Stored records
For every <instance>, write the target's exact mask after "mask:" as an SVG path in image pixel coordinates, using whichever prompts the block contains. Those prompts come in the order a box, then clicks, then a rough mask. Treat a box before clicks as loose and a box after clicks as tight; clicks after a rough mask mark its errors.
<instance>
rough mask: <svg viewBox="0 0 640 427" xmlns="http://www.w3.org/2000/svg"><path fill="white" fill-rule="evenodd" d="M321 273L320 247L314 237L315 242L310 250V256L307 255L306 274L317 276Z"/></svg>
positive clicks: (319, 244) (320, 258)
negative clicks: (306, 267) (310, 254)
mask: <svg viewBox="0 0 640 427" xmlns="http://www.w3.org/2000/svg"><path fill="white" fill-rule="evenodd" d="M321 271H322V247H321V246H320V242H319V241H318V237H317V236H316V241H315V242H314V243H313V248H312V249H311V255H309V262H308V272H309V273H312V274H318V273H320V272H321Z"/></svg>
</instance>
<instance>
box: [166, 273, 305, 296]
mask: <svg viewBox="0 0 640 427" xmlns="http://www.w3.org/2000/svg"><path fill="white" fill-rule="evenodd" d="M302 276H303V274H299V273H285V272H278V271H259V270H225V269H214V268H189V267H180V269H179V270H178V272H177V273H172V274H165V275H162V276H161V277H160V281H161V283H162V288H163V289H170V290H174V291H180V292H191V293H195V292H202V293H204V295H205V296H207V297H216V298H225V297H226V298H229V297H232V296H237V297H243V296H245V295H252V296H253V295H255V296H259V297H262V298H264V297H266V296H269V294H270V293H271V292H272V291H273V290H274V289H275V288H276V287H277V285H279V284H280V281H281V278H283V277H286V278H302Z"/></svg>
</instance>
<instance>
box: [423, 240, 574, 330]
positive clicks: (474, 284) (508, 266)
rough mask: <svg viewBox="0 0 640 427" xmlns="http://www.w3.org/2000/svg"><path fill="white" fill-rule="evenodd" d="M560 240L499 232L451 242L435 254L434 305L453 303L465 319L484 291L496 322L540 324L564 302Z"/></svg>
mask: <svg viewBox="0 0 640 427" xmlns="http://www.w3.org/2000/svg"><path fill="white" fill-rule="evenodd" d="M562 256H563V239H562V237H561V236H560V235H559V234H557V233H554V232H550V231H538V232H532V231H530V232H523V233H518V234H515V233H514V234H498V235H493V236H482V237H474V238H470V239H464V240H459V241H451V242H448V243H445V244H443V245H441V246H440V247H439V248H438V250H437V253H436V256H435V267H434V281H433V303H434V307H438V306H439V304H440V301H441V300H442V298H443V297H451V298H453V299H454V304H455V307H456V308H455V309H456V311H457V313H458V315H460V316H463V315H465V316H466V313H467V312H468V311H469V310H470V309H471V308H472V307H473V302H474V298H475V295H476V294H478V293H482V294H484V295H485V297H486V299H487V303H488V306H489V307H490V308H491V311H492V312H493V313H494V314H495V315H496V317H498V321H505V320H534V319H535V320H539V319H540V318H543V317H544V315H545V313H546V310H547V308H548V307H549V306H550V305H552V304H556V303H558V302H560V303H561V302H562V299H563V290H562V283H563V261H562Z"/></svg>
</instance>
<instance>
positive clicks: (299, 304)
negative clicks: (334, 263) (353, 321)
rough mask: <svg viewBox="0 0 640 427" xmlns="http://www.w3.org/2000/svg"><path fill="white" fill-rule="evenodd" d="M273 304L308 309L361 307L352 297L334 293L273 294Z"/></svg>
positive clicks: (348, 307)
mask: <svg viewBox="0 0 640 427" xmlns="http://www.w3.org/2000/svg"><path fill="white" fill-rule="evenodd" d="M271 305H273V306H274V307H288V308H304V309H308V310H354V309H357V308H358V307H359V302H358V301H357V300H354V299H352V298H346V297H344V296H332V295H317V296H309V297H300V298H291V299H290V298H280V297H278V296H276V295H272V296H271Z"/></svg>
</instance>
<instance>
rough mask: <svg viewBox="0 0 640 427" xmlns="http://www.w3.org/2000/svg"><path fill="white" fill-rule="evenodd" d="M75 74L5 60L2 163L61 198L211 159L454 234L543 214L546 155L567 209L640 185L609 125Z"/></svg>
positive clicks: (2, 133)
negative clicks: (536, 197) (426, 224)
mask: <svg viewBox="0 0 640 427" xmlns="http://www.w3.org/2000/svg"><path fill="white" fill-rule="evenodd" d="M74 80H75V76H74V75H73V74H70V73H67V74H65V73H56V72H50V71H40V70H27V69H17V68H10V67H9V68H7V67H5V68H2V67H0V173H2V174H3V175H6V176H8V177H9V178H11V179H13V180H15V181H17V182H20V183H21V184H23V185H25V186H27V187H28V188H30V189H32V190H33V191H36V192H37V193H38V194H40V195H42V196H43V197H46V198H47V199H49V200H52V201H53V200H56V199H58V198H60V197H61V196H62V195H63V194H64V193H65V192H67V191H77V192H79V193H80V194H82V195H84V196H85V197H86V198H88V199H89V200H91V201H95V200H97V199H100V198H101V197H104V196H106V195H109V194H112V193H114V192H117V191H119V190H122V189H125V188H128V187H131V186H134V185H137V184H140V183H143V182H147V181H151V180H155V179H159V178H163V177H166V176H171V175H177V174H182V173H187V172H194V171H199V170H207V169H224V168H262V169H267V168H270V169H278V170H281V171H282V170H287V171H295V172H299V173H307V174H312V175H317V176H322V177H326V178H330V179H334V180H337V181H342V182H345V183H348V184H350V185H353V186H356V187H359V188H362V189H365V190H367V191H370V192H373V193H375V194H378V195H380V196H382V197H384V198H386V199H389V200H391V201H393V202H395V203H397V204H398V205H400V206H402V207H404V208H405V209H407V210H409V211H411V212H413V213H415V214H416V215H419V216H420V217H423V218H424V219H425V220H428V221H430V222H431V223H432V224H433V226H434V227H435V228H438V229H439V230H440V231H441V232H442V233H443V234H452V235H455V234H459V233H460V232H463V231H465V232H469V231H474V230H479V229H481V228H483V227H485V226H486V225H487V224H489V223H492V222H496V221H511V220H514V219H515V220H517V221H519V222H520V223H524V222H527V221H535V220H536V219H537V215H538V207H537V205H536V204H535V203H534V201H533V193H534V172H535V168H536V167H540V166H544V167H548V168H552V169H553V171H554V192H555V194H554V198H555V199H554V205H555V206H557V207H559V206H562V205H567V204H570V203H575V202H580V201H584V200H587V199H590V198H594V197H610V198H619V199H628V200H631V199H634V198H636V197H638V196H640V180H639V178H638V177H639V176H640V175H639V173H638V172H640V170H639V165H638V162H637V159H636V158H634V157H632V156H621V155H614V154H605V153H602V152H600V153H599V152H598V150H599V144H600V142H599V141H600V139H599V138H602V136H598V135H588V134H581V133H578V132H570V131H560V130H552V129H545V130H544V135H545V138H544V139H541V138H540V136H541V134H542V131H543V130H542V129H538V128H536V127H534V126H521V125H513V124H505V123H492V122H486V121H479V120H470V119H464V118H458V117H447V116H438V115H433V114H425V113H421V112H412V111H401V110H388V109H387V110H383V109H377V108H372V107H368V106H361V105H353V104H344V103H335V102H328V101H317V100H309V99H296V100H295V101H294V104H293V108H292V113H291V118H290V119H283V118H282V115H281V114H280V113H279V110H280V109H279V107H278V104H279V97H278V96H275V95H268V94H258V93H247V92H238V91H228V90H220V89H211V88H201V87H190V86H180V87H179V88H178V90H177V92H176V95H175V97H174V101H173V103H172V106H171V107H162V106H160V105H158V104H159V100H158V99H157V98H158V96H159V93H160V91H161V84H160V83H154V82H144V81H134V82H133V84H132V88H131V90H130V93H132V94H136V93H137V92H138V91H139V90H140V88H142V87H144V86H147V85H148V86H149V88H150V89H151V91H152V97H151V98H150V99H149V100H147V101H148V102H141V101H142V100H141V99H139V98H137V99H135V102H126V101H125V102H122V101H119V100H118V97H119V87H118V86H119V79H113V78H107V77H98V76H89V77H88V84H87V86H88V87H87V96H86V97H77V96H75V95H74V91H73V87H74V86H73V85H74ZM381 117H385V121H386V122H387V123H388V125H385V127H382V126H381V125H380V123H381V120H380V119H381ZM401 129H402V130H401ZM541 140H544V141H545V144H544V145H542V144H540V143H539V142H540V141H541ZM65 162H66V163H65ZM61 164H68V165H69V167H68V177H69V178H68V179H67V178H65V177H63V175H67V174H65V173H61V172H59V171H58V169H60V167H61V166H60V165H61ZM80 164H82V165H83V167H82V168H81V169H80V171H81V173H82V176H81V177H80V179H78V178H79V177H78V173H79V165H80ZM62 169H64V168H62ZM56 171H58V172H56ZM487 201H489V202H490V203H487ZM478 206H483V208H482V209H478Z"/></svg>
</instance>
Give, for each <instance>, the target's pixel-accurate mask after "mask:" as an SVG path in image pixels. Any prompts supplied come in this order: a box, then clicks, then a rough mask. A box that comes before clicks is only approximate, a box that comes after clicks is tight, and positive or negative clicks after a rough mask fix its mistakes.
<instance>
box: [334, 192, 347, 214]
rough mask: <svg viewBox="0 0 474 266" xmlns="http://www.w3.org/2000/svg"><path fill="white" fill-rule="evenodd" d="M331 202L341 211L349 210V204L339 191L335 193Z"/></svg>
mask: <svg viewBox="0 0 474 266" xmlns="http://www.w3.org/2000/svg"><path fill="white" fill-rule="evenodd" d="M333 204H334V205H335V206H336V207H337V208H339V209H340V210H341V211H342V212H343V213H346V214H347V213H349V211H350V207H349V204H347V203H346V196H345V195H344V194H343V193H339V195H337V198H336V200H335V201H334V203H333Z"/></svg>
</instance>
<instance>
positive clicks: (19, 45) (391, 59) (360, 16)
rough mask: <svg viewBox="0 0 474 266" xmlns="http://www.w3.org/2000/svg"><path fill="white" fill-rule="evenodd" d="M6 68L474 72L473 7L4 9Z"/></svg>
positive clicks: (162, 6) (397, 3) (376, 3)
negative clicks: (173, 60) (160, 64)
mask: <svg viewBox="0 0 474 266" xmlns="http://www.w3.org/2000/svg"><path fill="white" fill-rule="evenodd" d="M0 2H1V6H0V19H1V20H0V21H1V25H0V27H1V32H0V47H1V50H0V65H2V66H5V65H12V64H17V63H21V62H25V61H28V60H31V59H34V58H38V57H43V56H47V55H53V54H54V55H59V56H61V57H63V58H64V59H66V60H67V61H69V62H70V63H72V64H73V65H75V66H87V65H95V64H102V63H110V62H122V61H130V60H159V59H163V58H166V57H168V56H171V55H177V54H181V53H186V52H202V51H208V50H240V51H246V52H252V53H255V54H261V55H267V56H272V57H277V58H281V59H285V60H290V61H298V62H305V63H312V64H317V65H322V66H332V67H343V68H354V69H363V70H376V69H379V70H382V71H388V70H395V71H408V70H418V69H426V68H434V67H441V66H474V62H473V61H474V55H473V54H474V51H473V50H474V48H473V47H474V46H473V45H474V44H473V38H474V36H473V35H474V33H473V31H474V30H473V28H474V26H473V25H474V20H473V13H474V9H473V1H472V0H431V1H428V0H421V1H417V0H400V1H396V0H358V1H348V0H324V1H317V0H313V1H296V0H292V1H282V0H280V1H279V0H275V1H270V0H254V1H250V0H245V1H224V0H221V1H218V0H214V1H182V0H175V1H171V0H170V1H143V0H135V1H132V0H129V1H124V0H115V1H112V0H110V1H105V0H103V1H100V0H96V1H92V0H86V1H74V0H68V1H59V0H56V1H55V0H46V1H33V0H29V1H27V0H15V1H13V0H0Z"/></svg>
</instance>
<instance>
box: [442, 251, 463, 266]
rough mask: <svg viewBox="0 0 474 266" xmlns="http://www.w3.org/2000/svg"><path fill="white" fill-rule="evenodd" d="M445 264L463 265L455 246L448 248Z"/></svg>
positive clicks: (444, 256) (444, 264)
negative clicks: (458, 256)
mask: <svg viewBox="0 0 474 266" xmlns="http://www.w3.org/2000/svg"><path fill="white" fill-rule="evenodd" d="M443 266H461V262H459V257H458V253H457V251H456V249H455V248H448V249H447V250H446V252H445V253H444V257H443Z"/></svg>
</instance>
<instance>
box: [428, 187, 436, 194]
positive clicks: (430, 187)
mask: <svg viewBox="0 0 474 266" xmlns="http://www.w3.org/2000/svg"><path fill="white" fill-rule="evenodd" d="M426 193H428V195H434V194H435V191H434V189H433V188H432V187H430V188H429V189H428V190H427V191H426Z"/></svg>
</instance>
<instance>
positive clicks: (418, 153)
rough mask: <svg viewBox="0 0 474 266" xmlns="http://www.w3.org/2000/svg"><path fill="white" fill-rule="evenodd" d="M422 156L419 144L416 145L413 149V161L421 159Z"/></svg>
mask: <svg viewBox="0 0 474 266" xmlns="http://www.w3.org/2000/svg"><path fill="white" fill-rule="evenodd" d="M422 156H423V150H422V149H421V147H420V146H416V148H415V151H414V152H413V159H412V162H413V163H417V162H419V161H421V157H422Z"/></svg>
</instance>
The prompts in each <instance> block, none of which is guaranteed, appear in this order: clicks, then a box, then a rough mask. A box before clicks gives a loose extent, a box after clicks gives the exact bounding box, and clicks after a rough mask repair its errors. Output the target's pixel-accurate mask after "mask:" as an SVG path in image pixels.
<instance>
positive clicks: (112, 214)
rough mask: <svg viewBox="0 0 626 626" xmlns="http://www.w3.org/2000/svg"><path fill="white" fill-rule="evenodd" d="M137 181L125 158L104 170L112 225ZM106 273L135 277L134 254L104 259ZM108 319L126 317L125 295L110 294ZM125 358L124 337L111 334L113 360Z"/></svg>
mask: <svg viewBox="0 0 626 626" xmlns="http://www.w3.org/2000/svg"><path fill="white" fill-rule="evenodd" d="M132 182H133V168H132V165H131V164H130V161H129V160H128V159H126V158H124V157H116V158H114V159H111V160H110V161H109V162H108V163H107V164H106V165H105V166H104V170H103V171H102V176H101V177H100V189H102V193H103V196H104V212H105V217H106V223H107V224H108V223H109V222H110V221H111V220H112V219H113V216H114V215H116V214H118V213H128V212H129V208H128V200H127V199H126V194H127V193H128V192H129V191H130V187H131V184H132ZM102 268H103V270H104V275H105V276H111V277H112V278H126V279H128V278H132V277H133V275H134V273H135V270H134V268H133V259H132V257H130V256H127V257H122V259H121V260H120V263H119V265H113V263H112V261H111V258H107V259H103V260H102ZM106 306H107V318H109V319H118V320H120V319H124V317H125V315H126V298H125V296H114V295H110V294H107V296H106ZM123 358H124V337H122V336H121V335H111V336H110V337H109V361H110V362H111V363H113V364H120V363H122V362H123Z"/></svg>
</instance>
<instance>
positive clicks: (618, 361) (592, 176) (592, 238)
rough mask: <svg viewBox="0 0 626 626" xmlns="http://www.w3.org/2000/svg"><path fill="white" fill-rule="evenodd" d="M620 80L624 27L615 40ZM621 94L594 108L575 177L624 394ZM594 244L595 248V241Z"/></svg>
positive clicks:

__YOUR TASK__
In the data above, retype exactly and only the lines between the one holding "positive clicks: (418, 153)" and the one holding "positive clicks: (112, 214)", inclusive.

__PROBLEM SOLUTION__
positive clicks: (418, 153)
rough mask: <svg viewBox="0 0 474 266" xmlns="http://www.w3.org/2000/svg"><path fill="white" fill-rule="evenodd" d="M422 156L419 144L416 145L413 149V161L421 159Z"/></svg>
mask: <svg viewBox="0 0 474 266" xmlns="http://www.w3.org/2000/svg"><path fill="white" fill-rule="evenodd" d="M422 156H423V150H422V149H421V147H420V146H416V148H415V151H414V152H413V159H412V162H413V163H417V162H419V161H421V157H422Z"/></svg>
</instance>
The prompts in each <instance> block, none of which is guaranteed, appear in this order: clicks, then a box, then a rough mask. A box before clicks gives a loose extent, a box after clicks gives the exact bounding box, and clicks after a rough mask repair its errors. Output the target's pixel-accurate mask after "mask:" as an SVG path in image pixels.
<instance>
positive clicks: (112, 214)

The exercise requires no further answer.